[START Records supplied]

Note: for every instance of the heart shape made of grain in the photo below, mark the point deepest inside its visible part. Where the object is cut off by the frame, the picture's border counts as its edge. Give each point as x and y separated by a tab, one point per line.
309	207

[END Records supplied]
[START Records supplied]

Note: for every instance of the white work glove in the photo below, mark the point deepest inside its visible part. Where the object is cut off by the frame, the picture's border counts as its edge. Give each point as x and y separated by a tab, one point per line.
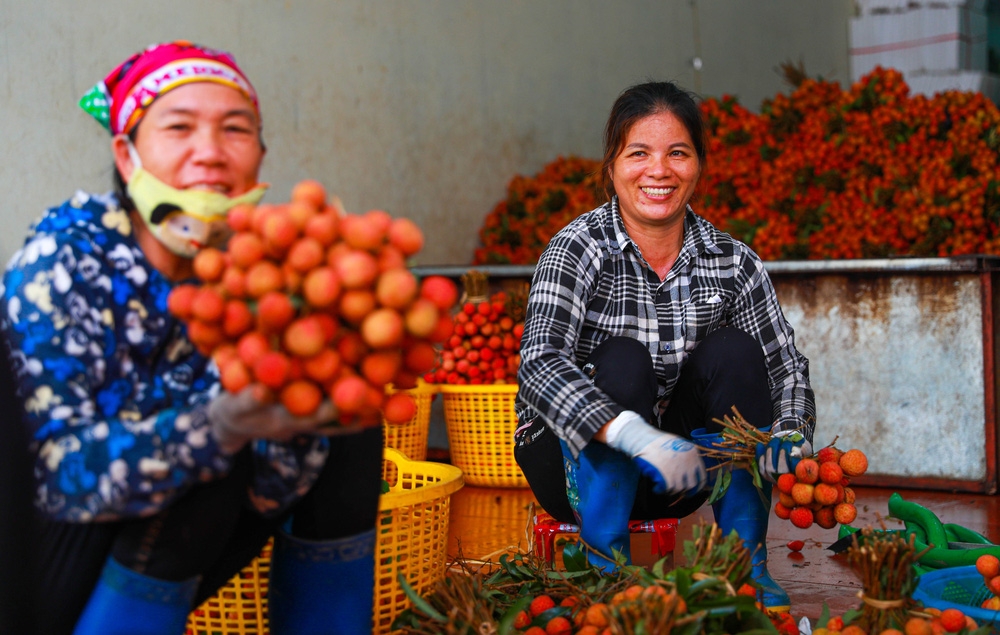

[END Records supplied]
[START Records supplied]

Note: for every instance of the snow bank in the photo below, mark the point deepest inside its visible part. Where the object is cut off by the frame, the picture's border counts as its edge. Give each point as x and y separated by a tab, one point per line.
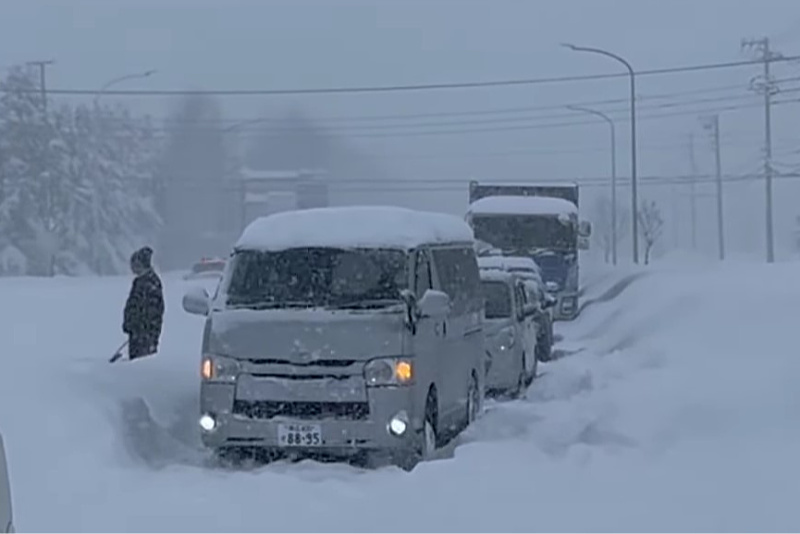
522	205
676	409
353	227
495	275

[END Records supplied]

- **What you should do**
Please pick out each line of the records above that contains the word "visible" and copy those lines in full.

- **Response to this exercise**
Note: for every instance of the heart shape made of grain in the photo below, mark the point deepest inside its visible part. Where the object is cut off by the frame, the picture's border counts as its edge. Give each point as x and y separated by a tab, one point per line.
Note: for every instance of the white work glove in the photo below, mark the point deepest inside its visible part. Where the object is cut off by the frame, the picture's border counts as its edge. Give each point as x and y separated by a tab, one point per line.
Note: for every instance of the snow bank in the photo below, mark the point deepest inside its visible part. Where the object is cut off by the frame, the picture's border counts as its edge. Give each point as x and y separated by a tab, one point per line.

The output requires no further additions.